_EXERCISE_: Rewrite all the entries below with "Target" replaced by "Label" and everything else left unchanged. Leave the pictures out of your answer.

_DATA FOR THE TASK_:
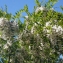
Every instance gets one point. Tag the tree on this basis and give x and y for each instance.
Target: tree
(38, 40)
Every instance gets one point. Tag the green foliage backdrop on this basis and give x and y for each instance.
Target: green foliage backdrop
(39, 39)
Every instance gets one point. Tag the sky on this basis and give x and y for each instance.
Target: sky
(15, 5)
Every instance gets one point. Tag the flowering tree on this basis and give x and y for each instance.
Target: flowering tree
(38, 40)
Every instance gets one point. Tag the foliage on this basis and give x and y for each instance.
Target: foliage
(38, 40)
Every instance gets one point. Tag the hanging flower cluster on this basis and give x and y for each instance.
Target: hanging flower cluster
(8, 28)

_COMPLETED TASK_:
Every instance gets one point. Tag the tree on this basis and give x and y for each instance.
Label: tree
(38, 40)
Every instance gets one point. Tag the green foliage backdrop on this basis and give x and y for each instance.
Label: green foliage backdrop
(39, 39)
Every instance gets one point. Tag the sky on this basis and give x and y for each instance.
Label: sky
(15, 5)
Every instance gets one point. Tag the flowering tree on this basis and give x and y for each instance.
Label: flowering tree
(38, 40)
Every instance gets one point. Tag the foliage on this basis and give x and y for each instance.
Label: foliage
(38, 40)
Every instance gets one point. Tag the hanging flower cluster on this basis and give x and y for each instance.
Label: hanging flower cluster
(8, 28)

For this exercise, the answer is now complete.